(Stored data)
#####
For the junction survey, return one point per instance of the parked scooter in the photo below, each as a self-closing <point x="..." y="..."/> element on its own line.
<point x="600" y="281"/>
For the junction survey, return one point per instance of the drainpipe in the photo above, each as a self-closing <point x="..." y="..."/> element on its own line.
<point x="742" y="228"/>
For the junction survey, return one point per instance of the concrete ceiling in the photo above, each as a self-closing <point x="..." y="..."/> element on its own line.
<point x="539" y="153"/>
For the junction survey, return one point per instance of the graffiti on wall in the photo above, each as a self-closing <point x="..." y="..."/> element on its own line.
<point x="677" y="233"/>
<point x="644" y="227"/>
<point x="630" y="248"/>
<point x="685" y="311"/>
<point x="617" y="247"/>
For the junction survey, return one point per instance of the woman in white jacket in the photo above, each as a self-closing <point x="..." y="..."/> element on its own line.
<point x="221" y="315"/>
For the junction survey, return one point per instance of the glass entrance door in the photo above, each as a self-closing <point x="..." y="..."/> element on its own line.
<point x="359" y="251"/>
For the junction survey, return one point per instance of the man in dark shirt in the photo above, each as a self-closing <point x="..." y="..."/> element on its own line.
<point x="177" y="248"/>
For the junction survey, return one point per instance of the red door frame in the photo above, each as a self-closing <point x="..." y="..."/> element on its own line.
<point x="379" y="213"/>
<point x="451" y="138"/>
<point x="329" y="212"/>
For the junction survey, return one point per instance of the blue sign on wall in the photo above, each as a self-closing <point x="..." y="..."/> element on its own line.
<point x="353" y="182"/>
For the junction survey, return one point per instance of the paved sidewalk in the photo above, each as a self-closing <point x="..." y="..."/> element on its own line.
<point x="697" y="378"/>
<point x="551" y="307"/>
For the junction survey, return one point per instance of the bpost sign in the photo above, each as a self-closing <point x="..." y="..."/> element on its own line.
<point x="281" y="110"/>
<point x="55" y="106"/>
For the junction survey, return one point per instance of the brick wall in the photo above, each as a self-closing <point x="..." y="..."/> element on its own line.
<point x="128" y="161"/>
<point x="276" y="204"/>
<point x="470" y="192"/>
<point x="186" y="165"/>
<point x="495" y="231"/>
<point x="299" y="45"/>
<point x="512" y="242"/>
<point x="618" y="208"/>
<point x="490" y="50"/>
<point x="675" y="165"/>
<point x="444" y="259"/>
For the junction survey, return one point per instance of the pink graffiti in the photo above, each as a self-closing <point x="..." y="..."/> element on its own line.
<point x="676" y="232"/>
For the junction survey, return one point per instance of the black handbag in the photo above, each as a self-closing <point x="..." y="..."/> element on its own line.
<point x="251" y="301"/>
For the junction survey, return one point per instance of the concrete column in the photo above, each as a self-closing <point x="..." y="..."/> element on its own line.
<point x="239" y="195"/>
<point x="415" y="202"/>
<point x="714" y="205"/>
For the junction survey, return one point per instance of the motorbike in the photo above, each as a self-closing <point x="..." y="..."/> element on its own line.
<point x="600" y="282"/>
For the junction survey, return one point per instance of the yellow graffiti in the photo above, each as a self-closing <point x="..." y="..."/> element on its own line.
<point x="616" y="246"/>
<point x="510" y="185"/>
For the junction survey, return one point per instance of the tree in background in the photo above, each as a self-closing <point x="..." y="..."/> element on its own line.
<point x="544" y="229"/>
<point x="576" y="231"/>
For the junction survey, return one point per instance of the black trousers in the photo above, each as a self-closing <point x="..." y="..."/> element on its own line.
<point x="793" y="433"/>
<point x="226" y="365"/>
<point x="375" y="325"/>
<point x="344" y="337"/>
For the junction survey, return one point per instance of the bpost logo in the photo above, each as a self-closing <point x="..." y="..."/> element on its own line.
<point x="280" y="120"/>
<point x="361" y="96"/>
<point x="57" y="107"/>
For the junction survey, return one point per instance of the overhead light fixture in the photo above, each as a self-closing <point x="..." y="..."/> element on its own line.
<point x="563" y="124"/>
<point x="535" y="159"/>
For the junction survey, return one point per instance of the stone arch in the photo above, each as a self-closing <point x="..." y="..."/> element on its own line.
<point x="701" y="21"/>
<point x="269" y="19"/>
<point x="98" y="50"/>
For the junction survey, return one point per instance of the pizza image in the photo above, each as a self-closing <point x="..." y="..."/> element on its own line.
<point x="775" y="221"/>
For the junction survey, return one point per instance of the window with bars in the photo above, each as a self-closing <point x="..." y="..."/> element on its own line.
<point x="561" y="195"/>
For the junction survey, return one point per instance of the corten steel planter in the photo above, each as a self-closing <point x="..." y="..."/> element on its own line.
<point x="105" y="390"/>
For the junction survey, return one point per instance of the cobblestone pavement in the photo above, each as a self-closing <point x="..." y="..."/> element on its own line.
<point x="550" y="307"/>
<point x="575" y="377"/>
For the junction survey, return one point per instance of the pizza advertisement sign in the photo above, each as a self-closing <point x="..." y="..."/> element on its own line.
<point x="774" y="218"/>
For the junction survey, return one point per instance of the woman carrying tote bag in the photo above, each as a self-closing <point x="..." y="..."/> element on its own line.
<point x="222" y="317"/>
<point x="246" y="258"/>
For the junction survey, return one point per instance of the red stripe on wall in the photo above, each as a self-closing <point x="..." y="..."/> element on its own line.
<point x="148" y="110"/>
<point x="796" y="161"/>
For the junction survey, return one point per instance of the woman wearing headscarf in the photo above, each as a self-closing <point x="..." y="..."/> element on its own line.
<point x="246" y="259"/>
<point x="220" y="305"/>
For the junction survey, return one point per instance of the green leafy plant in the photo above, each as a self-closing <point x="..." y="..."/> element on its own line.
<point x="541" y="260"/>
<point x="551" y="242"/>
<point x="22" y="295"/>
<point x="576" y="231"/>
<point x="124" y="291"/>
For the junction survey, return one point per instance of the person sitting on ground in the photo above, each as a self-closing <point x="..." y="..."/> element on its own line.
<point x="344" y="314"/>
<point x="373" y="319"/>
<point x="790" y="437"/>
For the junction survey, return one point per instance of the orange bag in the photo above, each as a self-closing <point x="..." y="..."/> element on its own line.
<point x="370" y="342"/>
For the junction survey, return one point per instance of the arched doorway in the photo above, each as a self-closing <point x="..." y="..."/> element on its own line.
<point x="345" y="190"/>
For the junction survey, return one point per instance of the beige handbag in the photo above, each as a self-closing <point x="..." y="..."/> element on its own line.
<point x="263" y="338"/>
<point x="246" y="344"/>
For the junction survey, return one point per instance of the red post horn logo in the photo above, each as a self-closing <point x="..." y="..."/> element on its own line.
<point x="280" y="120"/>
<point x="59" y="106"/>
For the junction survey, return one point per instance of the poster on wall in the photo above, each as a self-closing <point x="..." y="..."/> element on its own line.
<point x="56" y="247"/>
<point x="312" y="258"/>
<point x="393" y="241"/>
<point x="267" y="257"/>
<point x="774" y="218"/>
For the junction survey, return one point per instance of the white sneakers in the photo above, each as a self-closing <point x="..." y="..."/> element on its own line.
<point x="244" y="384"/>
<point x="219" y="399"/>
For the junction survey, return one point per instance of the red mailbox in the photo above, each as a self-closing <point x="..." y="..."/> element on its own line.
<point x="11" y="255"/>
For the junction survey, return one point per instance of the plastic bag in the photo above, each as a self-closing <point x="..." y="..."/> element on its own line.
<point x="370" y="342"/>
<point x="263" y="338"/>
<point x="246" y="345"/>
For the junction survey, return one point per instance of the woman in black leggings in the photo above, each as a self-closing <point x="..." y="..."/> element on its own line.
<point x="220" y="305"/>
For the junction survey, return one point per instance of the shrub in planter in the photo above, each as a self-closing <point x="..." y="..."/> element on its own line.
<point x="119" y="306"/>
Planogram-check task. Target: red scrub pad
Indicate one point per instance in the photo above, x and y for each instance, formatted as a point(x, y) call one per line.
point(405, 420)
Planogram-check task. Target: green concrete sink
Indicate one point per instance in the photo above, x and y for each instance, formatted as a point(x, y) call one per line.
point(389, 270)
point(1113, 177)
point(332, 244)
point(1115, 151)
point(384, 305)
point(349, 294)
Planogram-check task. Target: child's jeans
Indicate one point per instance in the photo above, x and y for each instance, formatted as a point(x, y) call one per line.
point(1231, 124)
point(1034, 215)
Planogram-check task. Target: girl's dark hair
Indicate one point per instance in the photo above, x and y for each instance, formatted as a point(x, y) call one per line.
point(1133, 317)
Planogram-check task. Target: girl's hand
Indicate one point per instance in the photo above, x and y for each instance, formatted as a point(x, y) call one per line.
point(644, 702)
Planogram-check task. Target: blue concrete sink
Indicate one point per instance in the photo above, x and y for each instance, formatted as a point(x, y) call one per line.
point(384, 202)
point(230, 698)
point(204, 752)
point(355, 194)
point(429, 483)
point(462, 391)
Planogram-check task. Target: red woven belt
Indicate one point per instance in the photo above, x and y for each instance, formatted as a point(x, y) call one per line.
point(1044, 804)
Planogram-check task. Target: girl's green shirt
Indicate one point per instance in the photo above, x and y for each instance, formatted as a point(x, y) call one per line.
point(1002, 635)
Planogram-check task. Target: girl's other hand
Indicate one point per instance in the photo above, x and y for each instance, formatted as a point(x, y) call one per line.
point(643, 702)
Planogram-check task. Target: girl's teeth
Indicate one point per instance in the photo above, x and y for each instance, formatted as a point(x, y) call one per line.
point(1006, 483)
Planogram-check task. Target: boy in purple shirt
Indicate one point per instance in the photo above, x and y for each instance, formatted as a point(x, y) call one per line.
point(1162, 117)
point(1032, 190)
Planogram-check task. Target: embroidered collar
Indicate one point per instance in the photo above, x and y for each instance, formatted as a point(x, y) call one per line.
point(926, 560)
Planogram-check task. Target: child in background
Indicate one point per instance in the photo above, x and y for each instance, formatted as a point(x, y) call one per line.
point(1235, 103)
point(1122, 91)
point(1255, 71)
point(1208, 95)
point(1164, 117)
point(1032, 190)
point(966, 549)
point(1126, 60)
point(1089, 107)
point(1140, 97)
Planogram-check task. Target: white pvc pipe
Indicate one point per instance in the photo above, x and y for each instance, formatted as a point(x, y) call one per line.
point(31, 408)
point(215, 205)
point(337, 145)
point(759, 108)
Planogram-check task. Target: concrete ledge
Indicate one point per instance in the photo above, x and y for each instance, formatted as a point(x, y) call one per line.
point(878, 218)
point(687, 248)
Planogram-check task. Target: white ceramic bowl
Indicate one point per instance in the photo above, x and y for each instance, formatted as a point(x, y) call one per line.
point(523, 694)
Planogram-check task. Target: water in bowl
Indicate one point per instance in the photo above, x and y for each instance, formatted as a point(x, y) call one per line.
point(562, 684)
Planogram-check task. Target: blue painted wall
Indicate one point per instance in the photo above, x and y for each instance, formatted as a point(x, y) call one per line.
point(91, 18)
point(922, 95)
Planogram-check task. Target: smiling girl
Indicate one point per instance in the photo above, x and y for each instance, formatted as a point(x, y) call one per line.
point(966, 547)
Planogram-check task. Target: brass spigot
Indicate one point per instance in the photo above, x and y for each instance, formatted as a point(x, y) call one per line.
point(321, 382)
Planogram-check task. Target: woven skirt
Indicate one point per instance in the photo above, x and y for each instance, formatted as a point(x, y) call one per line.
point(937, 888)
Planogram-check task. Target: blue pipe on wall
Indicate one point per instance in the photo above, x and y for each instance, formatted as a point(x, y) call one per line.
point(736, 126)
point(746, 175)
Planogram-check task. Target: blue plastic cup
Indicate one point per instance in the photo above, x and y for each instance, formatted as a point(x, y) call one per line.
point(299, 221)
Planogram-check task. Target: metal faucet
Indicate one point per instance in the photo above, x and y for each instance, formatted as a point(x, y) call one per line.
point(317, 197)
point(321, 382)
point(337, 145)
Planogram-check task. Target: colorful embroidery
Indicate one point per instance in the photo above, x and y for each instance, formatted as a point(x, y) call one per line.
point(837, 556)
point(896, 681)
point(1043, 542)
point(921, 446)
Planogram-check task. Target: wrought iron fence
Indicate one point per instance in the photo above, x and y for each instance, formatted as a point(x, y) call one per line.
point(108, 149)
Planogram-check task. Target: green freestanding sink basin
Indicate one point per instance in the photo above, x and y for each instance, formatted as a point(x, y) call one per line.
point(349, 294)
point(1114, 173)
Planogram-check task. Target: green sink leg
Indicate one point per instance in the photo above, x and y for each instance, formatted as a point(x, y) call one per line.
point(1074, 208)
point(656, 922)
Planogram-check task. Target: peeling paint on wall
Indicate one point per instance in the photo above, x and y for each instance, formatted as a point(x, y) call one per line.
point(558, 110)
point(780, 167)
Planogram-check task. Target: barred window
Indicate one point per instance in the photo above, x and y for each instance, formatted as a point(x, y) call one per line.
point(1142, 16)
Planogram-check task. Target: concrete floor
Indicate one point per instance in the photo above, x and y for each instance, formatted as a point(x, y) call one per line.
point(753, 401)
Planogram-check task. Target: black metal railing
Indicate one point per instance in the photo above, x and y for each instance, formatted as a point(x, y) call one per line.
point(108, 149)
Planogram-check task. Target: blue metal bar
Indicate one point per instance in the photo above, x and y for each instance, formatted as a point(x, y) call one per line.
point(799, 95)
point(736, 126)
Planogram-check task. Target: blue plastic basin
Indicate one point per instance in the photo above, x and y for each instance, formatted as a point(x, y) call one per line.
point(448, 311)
#####
None of the lines before the one containing "Planogram-check task. Target: blue plastic basin" belong in the answer; reproduce that line and all later lines of the records exactly.

Reply to the task
Planogram-check task. Target: blue plastic basin
Indicate one point per instance in the photo above, x and y for each instance, formatted as a point(x, y) call one per line.
point(448, 311)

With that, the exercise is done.